***** TRECHO DO TEXTO *****

O fracasso dos progressismos do início do século (Syriza, Podemos), — em grande medida cooptados pela institucionalidade burguesa — abre a possibilidade de que essas novas experiências, ou partidos que ainda mantêm certa independência como o PSOL, se fortaleçam neste novo cenário. Na Inglaterra, surge o novo partido de Jeremy Corbyn; na França, fortaleceu-se o France Insoumise; na África do Sul, uma ruptura com o ANC deu origem a uma nova organização; na Grécia, Zoe Konstantopoulou, ex-presidente do parlamento no governo de Tsipras, fundou um novo partido e certamente veremos um processo mais amplo de novos partidos de esquerda. Na situação atual, esses partidos ou movimentos políticos podem adquirir mais a forma de partidos anti-imperialistas e anticapitalistas. No PSOL também se abre uma oportunidade para enfraquecer os matizes reformistas.
Não será um processo linear nem simples, mas as condições para que, no âmbito da luta contra o neofascismo, possam ser construídas alternativas anti-imperialistas, anticapitalistas e ecossocialistas estão dadas.
9. A luta contra o imperialismo na América Latina.
A posição na disputa entre os EUA e a China.
Os países da América Latina, de forma desigual, continuam sendo países dependentes, semicoloniais, que sofrem com a opressão imperialista. Tradicionalmente, era o quintal do Tio Sam, mas há duas décadas o neoimperialismo chinês passou a ser um concorrente importante. De acordo com dados da CEPAL (cepal.org), o Investimento Estrangeiro Direto (IED) total na América Latina e no Caribe foi de 188,962 bilhões de dólares em 2024. Desse total, os Estados Unidos representaram 38% do IED em 2024 e, em contraste, a China atingiu apenas 2% desse fluxo de investimento. A CEPAL esclarece no seu relatório que o valor atribuído à China pode estar subestimado, uma vez que muitos fundos chineses chegam através de países terceiros ou por meio de contratos que não são formalmente registrados como IED (cepal.org). Eles não são contabilizados como IED clássico, pois entram por meio de países terceiros, contratos, concessões ou compra de ativos cepal.org. O montante real dos investimentos chineses poderia ser muito maior se considerarmos empréstimos, financiamentos sem registro de IED e acordos estratégicos (como portos, energia, telecomunicações).

***** ENTRADAS *****

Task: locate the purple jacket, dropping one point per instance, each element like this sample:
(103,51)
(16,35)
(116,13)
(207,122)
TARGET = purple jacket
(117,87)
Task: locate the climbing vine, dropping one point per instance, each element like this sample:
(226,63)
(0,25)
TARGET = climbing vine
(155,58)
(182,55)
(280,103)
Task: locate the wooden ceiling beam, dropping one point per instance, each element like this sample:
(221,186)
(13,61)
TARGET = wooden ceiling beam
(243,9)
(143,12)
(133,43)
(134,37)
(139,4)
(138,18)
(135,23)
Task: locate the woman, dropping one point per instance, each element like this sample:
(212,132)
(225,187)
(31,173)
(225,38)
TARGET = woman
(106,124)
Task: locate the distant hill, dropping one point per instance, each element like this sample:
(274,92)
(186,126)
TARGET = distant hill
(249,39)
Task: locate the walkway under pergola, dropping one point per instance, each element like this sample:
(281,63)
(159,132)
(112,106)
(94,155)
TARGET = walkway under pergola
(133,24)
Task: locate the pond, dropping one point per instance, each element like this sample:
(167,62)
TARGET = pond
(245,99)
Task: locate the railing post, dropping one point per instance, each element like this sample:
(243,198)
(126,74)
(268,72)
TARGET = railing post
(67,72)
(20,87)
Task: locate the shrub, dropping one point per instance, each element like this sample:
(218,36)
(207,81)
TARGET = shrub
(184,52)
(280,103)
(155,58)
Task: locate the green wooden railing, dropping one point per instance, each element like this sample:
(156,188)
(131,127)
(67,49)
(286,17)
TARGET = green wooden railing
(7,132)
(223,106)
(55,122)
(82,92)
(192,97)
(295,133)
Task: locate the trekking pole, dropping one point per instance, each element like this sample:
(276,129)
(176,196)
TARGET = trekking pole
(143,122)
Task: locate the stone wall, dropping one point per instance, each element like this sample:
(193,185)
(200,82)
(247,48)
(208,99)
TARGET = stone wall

*****

## TAREFAS A RESOLVER
(1) No trecho sobre o imperialismo na América Latina, que parcela do IED na região os Estados Unidos representaram em 2024?
(2) Retome o trecho sobre a luta contra o imperialismo na América Latina a partir da última frase e escreva a continuação.
As entradas são um material à parte, sem relação com o trecho.

## RESPOSTAS DO EXERCÍCIO
(1) 38% do IED em 2024.

(2)
Os EUA têm hegemonia em investimento privado direto (especialmente no México, Caribe e América Central) e mantêm a hegemonia em investimentos diretos formais e comércio com o México e o Caribe. A China tem hegemonia em financiamento estatal, infraestrutura estratégica e recursos naturais. China: passa de marginal em 2000 a segundo parceiro comercial global da AL em 2025, com protagonismo em infraestrutura, energia, mineração e tecnologia. Assim, a conclusão extraída dos dados da CEPAL é que o mapa económico se tornou dual: América do Norte (México, Caribe, América Central) mais ligada aos EUA; América do Sul (Brasil, Argentina, Chile, Peru) cada vez mais interdependente da China. Os dois significam que a América do Sul continua essencialmente na divisão mundial do trabalho de exportação de matérias-primas.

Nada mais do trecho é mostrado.